- **ABOUT THIS TASK**
In how many lines of these records does the word "brown" appear? Give the number by itself.

- **EXERCISE DATA**
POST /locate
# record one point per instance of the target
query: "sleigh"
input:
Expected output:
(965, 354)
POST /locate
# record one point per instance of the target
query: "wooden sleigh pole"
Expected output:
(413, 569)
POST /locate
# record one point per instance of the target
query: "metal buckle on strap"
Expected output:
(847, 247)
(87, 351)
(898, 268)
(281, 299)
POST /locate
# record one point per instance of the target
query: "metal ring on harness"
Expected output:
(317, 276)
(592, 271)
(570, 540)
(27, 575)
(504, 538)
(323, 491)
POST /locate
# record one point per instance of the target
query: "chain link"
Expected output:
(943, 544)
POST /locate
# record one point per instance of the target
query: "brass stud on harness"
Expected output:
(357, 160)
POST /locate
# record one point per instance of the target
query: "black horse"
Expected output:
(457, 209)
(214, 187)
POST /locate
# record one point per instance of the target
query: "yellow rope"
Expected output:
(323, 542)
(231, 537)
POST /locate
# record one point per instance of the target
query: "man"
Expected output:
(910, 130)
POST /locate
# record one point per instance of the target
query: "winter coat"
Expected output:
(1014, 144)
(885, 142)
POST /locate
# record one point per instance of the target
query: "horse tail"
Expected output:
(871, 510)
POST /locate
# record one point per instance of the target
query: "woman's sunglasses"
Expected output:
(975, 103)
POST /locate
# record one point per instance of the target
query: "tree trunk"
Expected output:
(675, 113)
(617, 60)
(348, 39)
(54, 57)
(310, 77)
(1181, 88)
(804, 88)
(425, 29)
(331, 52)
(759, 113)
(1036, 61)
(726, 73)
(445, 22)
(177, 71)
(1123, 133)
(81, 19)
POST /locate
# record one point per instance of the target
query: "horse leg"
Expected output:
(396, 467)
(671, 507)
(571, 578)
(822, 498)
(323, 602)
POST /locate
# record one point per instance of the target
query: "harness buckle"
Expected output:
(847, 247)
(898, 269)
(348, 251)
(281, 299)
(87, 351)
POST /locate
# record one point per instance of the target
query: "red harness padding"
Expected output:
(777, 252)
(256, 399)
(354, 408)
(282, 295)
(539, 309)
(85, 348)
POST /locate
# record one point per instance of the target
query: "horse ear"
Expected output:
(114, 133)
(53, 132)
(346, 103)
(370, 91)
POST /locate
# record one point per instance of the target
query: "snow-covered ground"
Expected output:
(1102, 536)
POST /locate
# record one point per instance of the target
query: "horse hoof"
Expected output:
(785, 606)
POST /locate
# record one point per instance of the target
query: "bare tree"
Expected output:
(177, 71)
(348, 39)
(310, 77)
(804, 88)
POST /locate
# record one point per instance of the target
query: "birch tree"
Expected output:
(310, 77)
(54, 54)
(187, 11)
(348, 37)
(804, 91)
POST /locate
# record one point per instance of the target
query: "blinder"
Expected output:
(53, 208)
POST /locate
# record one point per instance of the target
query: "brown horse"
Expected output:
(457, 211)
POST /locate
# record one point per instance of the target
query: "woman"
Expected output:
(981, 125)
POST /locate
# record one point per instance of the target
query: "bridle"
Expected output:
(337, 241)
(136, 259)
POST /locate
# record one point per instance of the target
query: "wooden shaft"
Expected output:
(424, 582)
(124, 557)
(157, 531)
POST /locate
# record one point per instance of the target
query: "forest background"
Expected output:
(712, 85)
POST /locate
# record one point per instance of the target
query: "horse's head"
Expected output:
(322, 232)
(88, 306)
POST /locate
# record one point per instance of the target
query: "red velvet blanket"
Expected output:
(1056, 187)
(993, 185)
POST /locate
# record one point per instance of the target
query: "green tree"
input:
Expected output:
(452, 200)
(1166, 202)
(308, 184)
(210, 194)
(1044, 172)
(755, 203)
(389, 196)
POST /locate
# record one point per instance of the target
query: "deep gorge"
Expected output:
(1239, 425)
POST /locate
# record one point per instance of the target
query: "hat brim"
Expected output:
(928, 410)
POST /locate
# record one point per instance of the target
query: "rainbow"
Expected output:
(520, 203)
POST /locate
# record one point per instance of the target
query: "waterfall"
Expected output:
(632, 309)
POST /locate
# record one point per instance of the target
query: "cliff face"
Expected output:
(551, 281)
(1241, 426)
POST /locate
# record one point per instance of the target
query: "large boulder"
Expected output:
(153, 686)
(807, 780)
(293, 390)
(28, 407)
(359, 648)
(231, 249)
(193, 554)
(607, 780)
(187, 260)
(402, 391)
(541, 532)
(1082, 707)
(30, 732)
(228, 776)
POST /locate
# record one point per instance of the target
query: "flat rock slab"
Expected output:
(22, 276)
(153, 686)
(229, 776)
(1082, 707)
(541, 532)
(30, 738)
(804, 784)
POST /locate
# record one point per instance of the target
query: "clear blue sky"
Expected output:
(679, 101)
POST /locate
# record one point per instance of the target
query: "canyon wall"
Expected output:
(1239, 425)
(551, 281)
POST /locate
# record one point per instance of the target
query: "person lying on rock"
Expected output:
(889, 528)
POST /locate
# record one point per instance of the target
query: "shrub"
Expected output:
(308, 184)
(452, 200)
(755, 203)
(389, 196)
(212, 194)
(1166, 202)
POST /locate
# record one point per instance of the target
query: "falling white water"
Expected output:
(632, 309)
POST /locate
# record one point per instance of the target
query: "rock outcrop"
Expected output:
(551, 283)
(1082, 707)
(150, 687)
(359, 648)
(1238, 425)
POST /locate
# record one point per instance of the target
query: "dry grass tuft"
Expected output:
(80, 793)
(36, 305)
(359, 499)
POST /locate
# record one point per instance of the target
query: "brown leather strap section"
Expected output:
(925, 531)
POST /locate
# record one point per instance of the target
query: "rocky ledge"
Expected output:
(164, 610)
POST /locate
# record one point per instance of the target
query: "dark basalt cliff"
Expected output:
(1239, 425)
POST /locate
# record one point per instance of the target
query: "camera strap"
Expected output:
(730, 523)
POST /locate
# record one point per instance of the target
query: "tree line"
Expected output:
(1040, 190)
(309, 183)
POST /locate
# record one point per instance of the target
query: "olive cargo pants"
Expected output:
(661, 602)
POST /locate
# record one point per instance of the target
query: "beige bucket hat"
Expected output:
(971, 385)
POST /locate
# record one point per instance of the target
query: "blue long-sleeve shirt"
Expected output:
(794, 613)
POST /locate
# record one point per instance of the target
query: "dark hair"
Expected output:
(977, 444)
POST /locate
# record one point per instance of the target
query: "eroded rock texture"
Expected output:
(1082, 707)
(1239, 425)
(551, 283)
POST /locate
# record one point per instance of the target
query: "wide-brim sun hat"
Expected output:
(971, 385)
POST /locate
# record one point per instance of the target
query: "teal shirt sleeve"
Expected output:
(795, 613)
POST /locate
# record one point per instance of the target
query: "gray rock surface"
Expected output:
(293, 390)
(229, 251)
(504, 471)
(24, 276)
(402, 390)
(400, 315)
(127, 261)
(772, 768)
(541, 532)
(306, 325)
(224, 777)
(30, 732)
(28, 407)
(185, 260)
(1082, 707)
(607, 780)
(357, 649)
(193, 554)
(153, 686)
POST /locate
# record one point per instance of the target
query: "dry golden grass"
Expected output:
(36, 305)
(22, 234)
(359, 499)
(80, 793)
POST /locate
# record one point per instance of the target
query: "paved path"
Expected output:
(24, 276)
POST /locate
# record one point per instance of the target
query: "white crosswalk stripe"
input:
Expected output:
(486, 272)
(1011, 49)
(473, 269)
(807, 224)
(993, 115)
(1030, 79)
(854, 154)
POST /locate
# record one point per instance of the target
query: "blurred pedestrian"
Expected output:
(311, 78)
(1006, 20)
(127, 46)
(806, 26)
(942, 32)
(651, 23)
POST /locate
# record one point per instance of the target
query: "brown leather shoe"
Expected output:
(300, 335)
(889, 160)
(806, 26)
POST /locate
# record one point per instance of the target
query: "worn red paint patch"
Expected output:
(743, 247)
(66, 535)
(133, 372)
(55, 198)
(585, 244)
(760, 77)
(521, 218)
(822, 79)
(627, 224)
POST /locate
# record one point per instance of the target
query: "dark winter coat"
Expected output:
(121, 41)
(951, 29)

- **WRITTEN RESPONSE**
3